Exercise inputs

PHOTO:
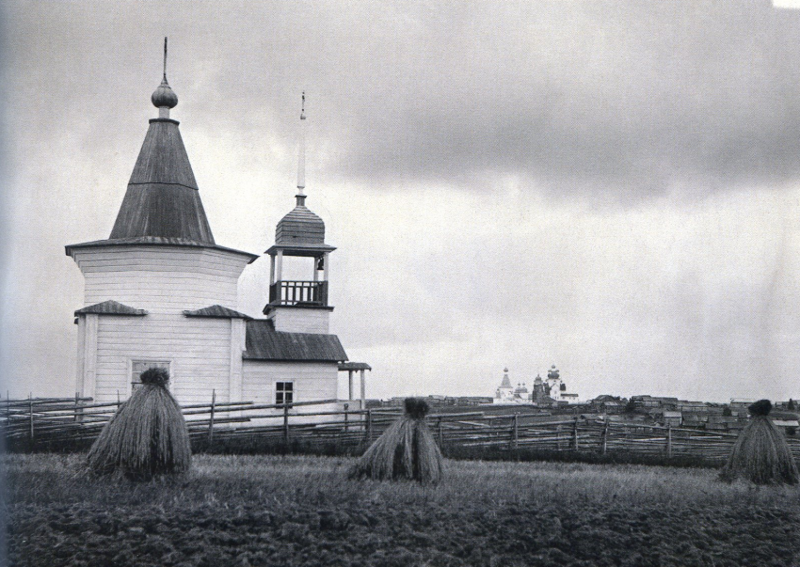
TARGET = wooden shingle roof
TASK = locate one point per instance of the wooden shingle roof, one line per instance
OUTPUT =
(110, 308)
(263, 342)
(300, 226)
(162, 199)
(217, 311)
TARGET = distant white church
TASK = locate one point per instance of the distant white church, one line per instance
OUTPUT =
(161, 292)
(545, 392)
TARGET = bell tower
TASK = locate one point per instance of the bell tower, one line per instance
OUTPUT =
(299, 305)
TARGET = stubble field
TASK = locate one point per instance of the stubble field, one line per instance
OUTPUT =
(304, 511)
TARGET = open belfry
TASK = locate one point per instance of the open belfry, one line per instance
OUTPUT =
(160, 292)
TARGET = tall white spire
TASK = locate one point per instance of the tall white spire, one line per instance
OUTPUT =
(301, 162)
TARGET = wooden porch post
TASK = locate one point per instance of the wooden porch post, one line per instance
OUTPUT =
(349, 384)
(363, 391)
(279, 270)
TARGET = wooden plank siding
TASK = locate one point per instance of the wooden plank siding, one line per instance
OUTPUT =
(311, 381)
(198, 349)
(161, 279)
(300, 320)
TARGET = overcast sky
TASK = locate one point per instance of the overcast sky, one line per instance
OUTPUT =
(610, 187)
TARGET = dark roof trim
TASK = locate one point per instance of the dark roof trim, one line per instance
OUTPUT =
(217, 312)
(300, 249)
(110, 308)
(156, 241)
(354, 366)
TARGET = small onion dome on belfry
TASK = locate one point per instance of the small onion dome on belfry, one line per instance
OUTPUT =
(301, 226)
(164, 97)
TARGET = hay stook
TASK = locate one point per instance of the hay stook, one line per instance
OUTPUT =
(761, 453)
(147, 436)
(407, 450)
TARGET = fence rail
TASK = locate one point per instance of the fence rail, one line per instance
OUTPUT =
(55, 423)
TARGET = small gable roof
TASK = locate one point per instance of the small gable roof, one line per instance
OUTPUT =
(217, 311)
(263, 342)
(110, 307)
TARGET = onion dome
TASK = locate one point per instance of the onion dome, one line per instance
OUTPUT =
(164, 96)
(300, 226)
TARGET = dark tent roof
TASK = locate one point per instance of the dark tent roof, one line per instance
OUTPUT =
(110, 308)
(162, 197)
(300, 226)
(263, 342)
(217, 311)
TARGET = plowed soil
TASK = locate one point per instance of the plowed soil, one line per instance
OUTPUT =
(304, 511)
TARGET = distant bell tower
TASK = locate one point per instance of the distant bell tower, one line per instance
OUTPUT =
(300, 305)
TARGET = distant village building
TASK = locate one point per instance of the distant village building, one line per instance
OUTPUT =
(548, 392)
(160, 292)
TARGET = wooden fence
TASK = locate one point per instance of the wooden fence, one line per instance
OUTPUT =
(61, 423)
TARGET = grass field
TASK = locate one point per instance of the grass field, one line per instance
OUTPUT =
(304, 511)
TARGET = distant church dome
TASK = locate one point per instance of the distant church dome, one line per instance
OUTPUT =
(164, 96)
(300, 226)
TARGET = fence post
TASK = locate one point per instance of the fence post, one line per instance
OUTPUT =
(285, 421)
(30, 409)
(211, 421)
(575, 434)
(669, 440)
(515, 431)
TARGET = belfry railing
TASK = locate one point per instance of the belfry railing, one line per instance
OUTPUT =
(296, 292)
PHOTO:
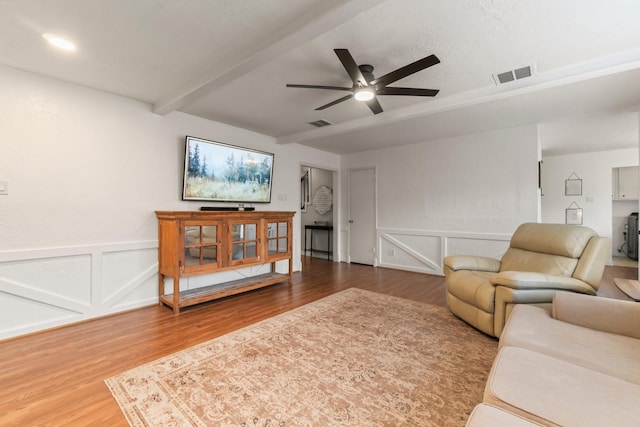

Short exercise
Change "locate" to "mark" in the lines from the one containing "TARGET = plowed soil" up to and including the last line, and give only those lines back with nothing else altered. Leave the pictures out of your answer.

Full solution
TARGET = plowed soil
TASK = mark one point per instance of the plowed soil, one line per instance
OUTPUT =
(304, 511)
TARGET = distant bell tower
TASK = mark one point per instance of the distant bell tower, one line per instance
OUTPUT =
(300, 305)
TARGET = distant village building
TASK = mark one point per instance of the distant village building, one line per instance
OUTPUT =
(548, 392)
(160, 292)
TARGET = wooden fence
TASK = mark one point per instance of the wooden fence, one line per instance
OUTPUT =
(61, 423)
TARGET = grass field
TASK = mark one point per instance of the grass field, one line per instance
OUTPUT =
(304, 511)
TARGET = distant church dome
TASK = mark one point per instance of the distant church dome, one line per instance
OUTPUT =
(164, 96)
(300, 226)
TARGET = fence post
TASK = mark one point per instance of the fence post, one line per instance
OUTPUT =
(285, 421)
(30, 409)
(211, 421)
(575, 434)
(669, 440)
(515, 431)
TARGET = belfry railing
TASK = mark one point per instance of the belfry railing, one line per instance
OUTPUT =
(296, 292)
PHOTO:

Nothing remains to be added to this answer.